■ WHAT NEEDS TO BE DONE ■
Search the records that follow and extract every line containing the string "woman".

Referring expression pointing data
-------
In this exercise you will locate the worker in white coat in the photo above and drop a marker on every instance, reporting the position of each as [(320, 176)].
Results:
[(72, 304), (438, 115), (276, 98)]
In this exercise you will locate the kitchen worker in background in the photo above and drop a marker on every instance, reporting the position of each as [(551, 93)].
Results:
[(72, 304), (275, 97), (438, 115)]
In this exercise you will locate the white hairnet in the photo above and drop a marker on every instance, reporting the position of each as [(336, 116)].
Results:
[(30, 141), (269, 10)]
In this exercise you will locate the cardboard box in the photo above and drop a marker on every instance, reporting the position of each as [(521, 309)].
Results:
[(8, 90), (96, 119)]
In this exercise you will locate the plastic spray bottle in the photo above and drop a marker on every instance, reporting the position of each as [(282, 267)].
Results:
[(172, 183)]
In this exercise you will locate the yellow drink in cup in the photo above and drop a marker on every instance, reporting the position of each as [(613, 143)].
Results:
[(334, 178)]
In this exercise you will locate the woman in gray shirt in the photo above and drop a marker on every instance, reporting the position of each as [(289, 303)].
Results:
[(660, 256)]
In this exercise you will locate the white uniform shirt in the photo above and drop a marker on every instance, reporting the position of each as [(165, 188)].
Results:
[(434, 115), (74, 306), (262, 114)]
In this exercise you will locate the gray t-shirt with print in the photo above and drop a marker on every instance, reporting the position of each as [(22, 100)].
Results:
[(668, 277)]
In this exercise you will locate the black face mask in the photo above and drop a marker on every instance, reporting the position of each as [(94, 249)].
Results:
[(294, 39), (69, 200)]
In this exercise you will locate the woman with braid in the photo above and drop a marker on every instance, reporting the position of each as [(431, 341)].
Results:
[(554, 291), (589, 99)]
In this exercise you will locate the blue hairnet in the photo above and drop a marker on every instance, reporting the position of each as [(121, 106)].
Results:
-------
■ SOLUTION TO THE EXERCISE ■
In this exercise you will locate the woman in gray shirt in the photo above and drop a marker on every instance, reporting the position of each as [(289, 303)].
In this exercise you will locate the woman with braid in the photo above and drop a marker on every instance, reporting the position of each as [(431, 341)].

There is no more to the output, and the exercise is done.